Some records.

● ● ● ● ● ● ●

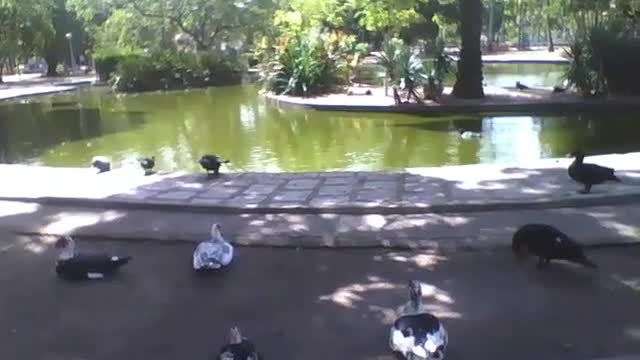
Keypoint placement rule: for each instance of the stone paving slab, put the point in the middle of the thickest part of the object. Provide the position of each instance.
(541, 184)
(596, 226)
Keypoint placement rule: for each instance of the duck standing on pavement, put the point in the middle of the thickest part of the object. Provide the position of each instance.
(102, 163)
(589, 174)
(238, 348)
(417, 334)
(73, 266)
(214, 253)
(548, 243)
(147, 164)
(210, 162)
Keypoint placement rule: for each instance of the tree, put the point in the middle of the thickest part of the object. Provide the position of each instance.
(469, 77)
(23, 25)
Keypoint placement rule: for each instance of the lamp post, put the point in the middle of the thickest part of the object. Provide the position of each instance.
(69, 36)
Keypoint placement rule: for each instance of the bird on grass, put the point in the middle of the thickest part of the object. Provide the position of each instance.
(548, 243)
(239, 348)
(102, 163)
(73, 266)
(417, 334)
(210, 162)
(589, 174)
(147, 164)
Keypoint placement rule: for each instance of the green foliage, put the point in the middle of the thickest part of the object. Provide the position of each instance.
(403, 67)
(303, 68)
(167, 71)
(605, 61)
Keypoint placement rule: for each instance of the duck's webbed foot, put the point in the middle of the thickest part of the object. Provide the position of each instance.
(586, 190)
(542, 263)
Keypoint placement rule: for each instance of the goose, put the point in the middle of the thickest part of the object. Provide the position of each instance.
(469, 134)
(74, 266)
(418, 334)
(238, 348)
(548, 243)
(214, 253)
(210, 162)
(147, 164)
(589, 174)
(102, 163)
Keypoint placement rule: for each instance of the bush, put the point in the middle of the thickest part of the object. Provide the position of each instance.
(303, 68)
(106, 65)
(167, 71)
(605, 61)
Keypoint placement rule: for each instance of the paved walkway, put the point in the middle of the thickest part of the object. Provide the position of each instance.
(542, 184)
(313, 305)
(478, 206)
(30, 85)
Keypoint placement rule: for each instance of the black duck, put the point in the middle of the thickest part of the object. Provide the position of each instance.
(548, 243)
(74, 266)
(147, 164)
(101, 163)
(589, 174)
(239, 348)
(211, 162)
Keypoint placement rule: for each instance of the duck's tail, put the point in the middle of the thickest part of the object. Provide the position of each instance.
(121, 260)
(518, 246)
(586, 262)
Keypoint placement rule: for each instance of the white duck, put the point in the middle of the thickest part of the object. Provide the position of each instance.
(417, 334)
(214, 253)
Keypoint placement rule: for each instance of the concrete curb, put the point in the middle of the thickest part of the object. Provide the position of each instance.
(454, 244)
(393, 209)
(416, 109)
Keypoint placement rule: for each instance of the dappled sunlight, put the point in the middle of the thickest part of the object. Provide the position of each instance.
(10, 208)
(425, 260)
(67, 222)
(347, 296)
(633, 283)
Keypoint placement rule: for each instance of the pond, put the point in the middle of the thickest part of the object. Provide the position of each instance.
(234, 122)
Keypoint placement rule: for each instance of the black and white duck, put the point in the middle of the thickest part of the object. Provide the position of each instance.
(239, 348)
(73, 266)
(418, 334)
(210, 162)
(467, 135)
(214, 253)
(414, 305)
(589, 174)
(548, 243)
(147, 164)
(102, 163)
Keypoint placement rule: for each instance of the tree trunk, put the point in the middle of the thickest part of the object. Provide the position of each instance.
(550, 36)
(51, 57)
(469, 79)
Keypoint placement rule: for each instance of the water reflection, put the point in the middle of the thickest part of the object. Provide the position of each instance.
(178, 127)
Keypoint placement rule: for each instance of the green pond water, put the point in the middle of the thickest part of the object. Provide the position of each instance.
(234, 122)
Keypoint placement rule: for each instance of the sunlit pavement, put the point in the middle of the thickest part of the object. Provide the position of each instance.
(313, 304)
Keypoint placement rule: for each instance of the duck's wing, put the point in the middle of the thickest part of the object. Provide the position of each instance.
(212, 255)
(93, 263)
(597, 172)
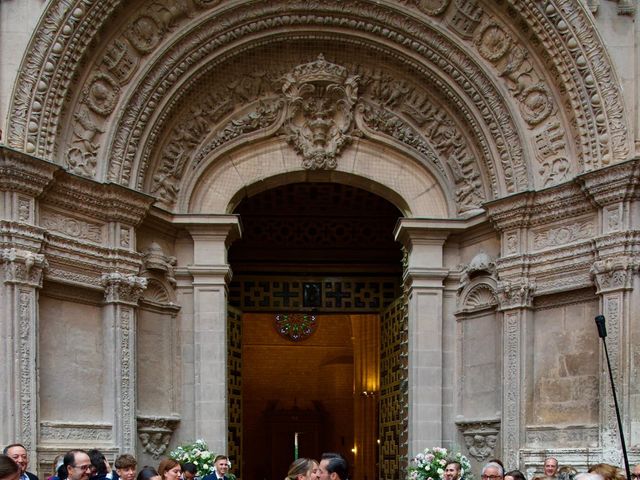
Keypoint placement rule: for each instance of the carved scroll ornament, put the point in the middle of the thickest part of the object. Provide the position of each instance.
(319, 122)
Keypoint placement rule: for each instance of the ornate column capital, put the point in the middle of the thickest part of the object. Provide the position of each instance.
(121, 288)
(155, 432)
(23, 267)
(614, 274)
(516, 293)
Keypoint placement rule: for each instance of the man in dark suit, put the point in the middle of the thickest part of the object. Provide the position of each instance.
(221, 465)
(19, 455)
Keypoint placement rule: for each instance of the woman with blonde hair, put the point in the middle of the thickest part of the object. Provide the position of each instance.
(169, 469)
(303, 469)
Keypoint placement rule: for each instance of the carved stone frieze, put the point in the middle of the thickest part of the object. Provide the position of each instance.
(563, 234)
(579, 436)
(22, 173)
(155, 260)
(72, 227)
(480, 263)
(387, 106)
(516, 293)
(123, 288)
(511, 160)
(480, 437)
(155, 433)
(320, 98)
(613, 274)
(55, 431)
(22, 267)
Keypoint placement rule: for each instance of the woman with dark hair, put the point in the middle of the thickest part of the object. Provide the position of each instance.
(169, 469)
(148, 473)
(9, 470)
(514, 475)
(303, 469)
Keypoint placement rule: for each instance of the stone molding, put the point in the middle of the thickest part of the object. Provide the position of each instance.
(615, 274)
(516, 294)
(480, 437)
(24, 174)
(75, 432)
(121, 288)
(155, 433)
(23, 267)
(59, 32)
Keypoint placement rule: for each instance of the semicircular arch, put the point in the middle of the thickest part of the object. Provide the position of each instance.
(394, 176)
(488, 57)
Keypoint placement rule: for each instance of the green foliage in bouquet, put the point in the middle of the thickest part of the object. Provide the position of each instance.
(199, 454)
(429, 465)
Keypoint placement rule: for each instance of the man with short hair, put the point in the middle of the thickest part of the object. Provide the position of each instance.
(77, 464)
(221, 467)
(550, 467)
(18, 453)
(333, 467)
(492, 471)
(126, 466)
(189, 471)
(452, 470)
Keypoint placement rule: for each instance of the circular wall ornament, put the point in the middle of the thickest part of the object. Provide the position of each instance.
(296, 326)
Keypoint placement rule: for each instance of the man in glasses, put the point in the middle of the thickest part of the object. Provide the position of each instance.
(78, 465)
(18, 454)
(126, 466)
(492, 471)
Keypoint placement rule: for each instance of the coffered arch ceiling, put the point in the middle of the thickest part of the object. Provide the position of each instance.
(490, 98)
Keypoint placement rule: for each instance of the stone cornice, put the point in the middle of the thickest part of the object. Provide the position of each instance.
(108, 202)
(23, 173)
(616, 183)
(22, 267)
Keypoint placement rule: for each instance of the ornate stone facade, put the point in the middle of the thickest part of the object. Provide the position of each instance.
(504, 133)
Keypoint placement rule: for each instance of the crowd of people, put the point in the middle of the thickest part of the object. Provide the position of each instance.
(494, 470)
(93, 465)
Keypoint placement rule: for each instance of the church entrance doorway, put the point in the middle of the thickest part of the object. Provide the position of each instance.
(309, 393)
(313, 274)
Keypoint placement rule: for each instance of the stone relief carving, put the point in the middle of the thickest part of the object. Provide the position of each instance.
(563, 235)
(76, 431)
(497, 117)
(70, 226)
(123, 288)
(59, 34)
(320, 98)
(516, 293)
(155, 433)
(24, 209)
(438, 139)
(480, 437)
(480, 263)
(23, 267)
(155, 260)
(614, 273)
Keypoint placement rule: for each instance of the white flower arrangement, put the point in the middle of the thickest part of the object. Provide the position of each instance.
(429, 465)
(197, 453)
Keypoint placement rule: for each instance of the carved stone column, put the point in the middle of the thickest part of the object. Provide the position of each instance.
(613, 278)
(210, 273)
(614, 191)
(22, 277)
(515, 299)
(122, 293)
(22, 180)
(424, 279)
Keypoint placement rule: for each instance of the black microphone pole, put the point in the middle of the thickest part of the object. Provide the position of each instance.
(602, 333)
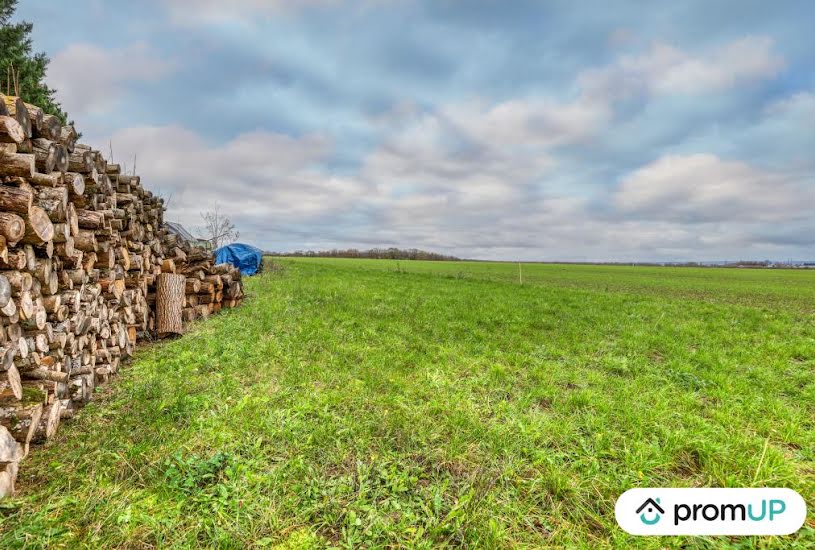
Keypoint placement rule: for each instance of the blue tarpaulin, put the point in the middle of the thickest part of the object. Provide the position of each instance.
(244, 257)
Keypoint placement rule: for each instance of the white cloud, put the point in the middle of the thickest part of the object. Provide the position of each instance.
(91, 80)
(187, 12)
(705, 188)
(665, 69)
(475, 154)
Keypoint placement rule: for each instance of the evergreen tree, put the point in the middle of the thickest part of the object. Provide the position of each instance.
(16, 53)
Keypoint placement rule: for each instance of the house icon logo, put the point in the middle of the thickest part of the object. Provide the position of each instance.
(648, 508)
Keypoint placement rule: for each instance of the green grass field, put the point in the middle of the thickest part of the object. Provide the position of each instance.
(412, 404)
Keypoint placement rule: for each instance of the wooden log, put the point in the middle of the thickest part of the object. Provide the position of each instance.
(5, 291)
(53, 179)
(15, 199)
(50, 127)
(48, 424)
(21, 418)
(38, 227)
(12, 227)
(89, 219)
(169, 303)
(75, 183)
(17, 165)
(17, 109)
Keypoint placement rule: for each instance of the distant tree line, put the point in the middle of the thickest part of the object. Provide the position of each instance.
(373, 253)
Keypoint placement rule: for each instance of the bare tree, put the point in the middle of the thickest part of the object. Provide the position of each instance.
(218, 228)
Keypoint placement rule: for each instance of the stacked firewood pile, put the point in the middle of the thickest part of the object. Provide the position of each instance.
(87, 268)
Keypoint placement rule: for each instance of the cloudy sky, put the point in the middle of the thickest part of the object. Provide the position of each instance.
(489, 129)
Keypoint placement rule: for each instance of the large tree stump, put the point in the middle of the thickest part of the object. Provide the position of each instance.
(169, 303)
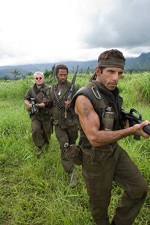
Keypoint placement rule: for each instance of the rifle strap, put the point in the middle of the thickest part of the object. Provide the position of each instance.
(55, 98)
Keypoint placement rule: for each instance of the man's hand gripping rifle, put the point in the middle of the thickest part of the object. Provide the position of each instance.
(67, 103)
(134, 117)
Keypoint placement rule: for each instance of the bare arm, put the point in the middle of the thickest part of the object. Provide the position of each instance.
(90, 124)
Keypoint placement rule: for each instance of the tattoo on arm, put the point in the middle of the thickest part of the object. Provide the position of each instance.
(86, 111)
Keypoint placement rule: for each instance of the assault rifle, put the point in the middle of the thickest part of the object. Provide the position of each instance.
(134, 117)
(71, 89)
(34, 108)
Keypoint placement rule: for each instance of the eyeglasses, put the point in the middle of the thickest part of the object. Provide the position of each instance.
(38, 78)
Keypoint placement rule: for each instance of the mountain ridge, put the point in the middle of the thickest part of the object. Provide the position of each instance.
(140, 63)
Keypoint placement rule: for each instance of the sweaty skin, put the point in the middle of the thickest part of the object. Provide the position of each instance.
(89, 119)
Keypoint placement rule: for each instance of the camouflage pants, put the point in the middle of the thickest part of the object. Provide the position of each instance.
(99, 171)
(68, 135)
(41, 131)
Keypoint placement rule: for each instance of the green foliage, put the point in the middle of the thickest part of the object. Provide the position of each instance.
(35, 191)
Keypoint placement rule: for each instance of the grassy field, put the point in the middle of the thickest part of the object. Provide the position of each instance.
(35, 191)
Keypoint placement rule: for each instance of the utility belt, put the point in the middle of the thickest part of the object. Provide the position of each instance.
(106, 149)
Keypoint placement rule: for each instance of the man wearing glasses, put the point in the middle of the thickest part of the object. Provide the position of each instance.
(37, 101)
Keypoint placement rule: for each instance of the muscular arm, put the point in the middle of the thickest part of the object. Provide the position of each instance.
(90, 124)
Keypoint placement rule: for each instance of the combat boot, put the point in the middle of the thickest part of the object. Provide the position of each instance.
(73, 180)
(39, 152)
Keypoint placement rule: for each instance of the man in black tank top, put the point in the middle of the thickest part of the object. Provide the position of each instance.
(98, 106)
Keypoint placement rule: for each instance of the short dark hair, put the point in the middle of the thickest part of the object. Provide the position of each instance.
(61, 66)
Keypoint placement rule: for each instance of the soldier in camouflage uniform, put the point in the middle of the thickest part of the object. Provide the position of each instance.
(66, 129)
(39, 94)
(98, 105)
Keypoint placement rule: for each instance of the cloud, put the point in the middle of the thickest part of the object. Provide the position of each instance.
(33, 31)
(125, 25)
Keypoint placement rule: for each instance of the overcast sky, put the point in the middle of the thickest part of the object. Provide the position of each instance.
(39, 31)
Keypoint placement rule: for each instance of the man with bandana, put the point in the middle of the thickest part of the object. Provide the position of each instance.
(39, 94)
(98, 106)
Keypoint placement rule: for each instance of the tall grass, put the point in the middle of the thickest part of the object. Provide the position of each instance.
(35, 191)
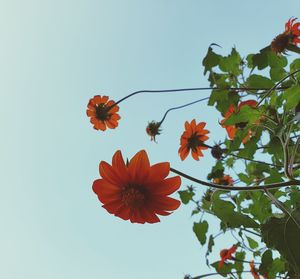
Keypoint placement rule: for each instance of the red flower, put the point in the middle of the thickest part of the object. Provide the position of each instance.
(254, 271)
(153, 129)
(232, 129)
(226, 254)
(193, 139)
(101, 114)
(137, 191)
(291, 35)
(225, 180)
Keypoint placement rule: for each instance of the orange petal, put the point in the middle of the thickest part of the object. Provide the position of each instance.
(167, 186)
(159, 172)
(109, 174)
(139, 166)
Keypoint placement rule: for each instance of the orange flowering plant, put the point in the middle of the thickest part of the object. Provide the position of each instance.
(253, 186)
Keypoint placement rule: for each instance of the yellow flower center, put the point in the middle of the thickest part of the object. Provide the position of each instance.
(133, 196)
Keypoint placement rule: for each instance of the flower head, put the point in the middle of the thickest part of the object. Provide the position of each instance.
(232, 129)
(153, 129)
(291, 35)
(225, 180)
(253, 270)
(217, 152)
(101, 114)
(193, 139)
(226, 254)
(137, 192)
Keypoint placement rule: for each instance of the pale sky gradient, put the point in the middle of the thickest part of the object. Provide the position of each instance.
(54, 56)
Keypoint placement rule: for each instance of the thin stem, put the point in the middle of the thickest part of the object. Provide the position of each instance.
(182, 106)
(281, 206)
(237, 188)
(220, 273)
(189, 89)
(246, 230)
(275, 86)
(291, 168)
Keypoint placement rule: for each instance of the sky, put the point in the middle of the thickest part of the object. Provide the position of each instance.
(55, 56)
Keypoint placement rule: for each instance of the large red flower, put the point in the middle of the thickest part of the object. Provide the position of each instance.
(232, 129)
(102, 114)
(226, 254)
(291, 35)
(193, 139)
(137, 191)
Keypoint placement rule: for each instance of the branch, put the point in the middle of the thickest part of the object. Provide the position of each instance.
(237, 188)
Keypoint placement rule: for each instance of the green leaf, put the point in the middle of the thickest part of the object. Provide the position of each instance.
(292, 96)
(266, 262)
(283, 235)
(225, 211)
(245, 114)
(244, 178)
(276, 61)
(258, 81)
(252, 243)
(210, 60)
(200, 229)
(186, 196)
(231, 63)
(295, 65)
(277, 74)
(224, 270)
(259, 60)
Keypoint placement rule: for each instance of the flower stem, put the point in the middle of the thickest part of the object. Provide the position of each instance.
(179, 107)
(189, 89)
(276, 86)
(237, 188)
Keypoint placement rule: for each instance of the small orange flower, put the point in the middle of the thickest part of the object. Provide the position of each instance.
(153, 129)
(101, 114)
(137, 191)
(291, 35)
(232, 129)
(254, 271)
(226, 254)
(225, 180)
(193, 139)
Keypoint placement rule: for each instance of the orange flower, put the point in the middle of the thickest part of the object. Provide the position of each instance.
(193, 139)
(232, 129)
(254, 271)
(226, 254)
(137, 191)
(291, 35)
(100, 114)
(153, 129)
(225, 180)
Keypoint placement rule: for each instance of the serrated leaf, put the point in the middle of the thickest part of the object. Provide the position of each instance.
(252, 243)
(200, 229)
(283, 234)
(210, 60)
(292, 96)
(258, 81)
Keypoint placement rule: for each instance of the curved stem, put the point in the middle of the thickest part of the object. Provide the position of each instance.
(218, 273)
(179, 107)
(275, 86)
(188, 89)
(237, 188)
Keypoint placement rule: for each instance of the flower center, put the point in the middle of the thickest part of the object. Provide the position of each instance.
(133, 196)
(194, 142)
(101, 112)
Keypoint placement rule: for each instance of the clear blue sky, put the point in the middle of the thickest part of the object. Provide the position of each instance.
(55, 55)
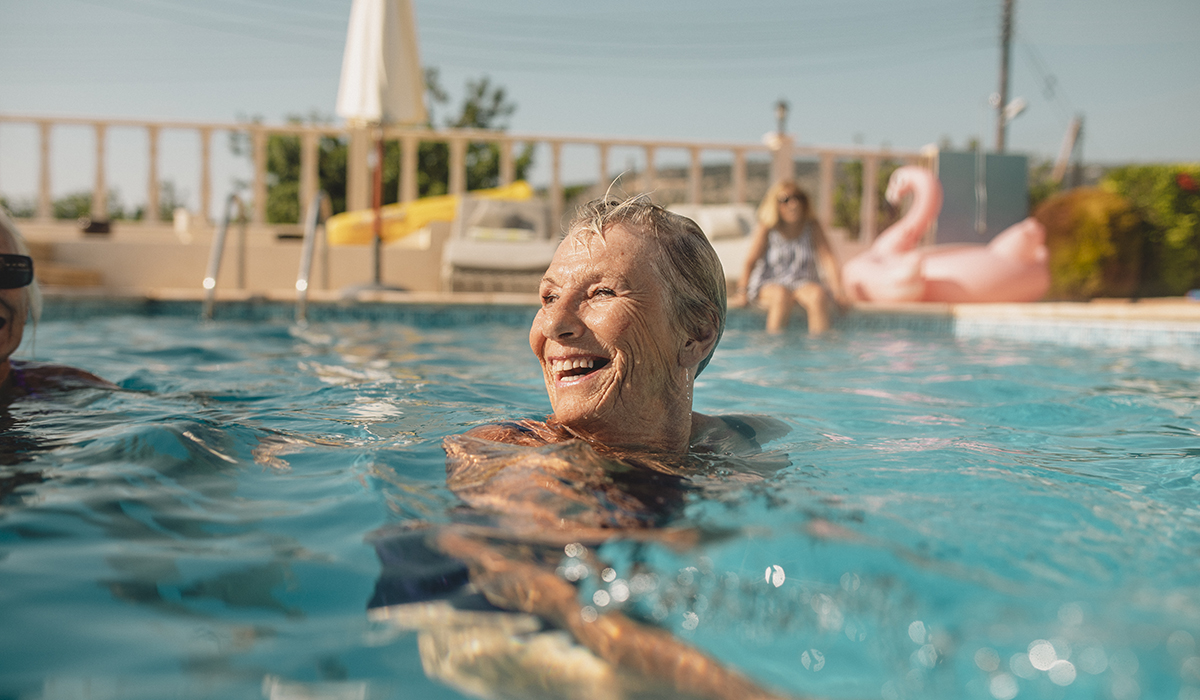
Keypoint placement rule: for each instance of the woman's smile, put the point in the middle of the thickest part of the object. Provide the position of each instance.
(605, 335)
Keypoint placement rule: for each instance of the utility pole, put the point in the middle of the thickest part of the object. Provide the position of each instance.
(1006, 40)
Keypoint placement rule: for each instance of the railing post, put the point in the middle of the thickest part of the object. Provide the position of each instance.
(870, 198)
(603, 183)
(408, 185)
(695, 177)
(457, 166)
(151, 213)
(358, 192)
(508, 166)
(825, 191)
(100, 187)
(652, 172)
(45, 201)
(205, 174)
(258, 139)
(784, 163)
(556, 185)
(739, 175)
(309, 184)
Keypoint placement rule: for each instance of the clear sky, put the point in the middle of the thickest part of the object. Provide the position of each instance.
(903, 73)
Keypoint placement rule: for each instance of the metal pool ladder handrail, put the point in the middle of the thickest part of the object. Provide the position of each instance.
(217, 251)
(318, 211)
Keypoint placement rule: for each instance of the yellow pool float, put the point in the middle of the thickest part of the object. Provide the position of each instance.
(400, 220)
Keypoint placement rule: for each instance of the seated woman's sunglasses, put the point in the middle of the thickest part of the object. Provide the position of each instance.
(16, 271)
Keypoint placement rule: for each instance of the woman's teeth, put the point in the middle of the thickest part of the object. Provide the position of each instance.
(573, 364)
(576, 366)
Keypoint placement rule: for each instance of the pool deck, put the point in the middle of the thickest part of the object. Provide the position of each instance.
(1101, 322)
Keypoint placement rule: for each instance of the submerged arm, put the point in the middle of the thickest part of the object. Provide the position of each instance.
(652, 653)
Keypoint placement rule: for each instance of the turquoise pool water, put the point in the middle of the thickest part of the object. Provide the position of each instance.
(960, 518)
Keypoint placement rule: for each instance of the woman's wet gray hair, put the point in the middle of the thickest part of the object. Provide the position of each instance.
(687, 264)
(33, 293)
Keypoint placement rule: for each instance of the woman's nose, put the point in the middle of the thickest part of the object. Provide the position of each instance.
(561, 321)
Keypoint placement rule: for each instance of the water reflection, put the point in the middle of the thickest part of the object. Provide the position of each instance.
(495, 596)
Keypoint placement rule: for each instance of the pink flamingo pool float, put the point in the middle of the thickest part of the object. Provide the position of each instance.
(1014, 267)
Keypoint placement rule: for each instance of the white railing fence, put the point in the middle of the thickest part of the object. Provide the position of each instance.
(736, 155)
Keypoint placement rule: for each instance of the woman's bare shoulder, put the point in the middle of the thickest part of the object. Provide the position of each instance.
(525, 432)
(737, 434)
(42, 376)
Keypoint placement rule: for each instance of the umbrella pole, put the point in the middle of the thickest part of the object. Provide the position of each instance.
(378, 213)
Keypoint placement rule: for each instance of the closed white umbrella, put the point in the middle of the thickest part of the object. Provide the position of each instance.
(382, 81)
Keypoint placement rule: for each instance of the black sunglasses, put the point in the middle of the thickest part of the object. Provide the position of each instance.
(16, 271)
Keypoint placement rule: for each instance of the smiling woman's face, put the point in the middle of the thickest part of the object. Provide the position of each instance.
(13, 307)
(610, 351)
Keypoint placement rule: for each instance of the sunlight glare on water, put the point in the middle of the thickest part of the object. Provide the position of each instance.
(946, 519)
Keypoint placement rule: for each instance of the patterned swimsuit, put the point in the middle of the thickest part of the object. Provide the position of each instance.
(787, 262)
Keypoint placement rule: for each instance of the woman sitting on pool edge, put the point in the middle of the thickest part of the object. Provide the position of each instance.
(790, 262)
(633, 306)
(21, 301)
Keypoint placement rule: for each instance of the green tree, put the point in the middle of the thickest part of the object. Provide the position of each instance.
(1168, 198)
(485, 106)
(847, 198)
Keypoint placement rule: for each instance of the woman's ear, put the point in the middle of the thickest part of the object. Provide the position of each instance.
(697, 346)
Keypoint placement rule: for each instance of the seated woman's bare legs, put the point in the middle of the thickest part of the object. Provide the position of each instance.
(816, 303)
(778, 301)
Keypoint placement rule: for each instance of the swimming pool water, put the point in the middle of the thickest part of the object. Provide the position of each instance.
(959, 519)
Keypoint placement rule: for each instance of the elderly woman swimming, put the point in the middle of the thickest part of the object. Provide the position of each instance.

● ● ● ● ● ● ●

The request. Repeat only the lines running from the line that contains "Keypoint placement rule: for each instance of the umbrella" through the last line above, inclusive.

Worked answer.
Keypoint placement rule: for each instance of the umbrella pole, put the point in the middle of the thickest part of the object. Provide the position of each instance.
(378, 213)
Keypoint placement rule: for each instance of the closed white umbrella, put the point in the middle of the thickest part of the object. Provide the position of each instance.
(382, 81)
Keypoint placement rule: for each instance of the black sunglasses, put the point in the middle of the thickest part of the object. Provide the position of each instance.
(16, 271)
Keypoint placement rule: for each instance of the smiling woman's face, put the point in the middle of the thickest part of the object. Provide the position of each instance.
(13, 307)
(610, 351)
Keypoint placement rule: for each instance of the sunlight glare on water, put the point in the middle of the thickest part of the object. Provide the position of each instance.
(946, 519)
Keypoint placement rule: for each instance of the patterned swimsuit, put the point in the middle of the thickest part of the object. Provide the position of each instance.
(787, 262)
Keypoint placement rule: for each instance of the woman sitting on pool edge, put the point in the middle of the thickest part of the object. Provide the position of each instance.
(790, 262)
(633, 306)
(21, 301)
Keypoint placement rule: for each instance of the green tree, put the point in the middle of the thickest part of the object. Provide the position of each instance.
(1168, 198)
(485, 106)
(847, 198)
Keypoint placement rule: for each instance of the woman's ear, put the point in the middle of the thickest part of the object. Provide the position of each instance.
(697, 346)
Keypoint placement rule: for each instance of the seated woman's bare legs, put the point in the middle of the thickest part of the object. Provide the position of each instance.
(816, 303)
(778, 301)
Keypoint placement rule: for each instance of the swimming pool water, put the point in the middle of the thickest part of the object. Provide the position of each instance.
(959, 519)
Keypoint placement rule: for each instance of the elderly woman swimming, put the point in the middle of the thickest part of the object. Provide the position of each instance.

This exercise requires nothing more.